Ipsofactoj.com: International Cases [2002] Part 5 Case 12 [NZCA]




- vs -





22 NOVEMBER 2001


Gault J

(delivered judgment of the court)


  1. This is an appeal against the judgment of Fraser J in the High Court at Christchurch granting summary judgment sought by the respondents (the trustees of the Dennis Woods Family Trust) against the appellants (Mr and Mrs Fulton) on their claim and on the respondents’ counterclaim for possession of certain farmland.


  2. The facts appearing in the three affidavits filed are that in 1993 Mr Fulton, who is a qualified valuer, was employed by AMP Society as a lending manager. He had a long held interest in becoming a dairy farmer on his own account. To that end he was introduced to Mr Woods who had some available property. Discussions between the two ensued with a view to Mr Fulton taking over the property either under a sharemilking arrangement or a lease. Mr Woods eventually indicated his preference for the lease option but he did not want a written lease, expressing preference for an arrangement resting on mutual trust.

  3. In early 1994 Mr and Mrs Fulton entered into an oral agreement with Mr Woods as manager of the Dennis Woods Family Trust whereby they would take on lease part of the Woods’ property at an agreed rental. The Fultons subsequently took possession of the property and associated equipment including the shed milking plant and proceeded to develop a dairy unit. The family moved into a small cottage on the property. There is a dispute in the affidavits on the term of the arrangement, the Fultons contending that it was a continuing one and Mr Woods contending that it was for a fixed term of three years.

  4. Mr Fulton’s affidavit evidence was that he undertook extensive improvements to the property, involving considerable expense and hard work on the part of himself and his wife. With effect from 1 June 1997 another ten hectares were added to the Fultons farm, as from 1 June 1999 another block of six hectares was included and from 1 June 2000 a further 1.6 hectares was included, in each case with an additional agreed rental. In the course of developing the dairying business Mr Fulton received assistance and advice from Mr Woods. This assistance included general farming advice and significantly an unsecured loan to acquire dairy company shares (subsequently repaid in accordance with the agreed terms, the last payment being made on 1 June 2001). It is clear that there was mutual trust between the parties and that over the years the relationship between them was co-operative and became closer.

DATA SEGMENT:
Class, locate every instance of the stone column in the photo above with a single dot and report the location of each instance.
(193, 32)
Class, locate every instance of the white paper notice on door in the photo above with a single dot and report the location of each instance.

PROBLEM SET:
#1 Please rewrite the Fulton appeal judgment starting at "3. In early" and ending at "of three years.", putting "house" in place of "cottage".
#2 According to the Fulton appeal judgment, what was Mr Fulton's job at AMP Society in 1993?
#3 Continue the Fulton appeal judgment from the point where it stops.

ANSWERS BELOW:
#1
3. In early 1994 Mr and Mrs Fulton entered into an oral agreement with Mr Woods as manager of the Dennis Woods Family Trust whereby they would take on lease part of the Woods’ property at an agreed rental. The Fultons subsequently took possession of the property and associated equipment including the shed milking plant and proceeded to develop a dairy unit. The family moved into a small house on the property. There is a dispute in the affidavits on the term of the arrangement, the Fultons contending that it was a continuing one and Mr Woods contending that it was for a fixed term of three years.

#2 He was a lending manager.

#3
  5. In early 2001 the Kiwi Dairy Company informed the Fultons that they would receive a larger than usual payout due to high production outputs. This led Mr Fulton to approach Mr Woods suggesting a rent review as he estimated that he was paying below the market rate. Mr Fulton explained that he wanted Mr Woods to share in the profit from the dairy company payout.

  6. In response to that approach Mr Woods intimated that he would get a valuation and that was done. A copy was provided to Mr Fulton on 18 February 2001. The valuation assessed the current market rental at $49,495 per annum on the assumption that various specified provisions as to rates, maintenance, application of fertiliser and the like would be included and that the lease would be for three years with a right of renewal.

  7. Due to a combination of factors, Mr Fulton did not respond immediately and on 29 May 2001 Mr Woods’ solicitors wrote to him saying that they had been instructed to arrange a formal lease and suggesting that lease be based upon the recommendations contained in the valuation. Mr Fulton was invited to confirm that this was his preferred course of action or alternatively suggest another one.

  8. Mr Fulton replied by telephone and then by letter. He indicated that a formal fixed term lease of three years would be acceptable and that he agreed that the rent should be increased from the former level. However, he did not accept the valuer’s assessment. He felt that it was too high when compared with similar properties and did not take into account other matters such as compensation for improvements. The letter concluded:

    We would be prepared to increase the rentals to $48,500 p.a. (plus GST) but including all rates (Selwyn District Council) and irrigation plant and machinery.

    Term to be 3 years with a right of renewal after 2 x 1 year periods, lessees to be able to exit the lease agreement at any stage during the term of the lease agreement.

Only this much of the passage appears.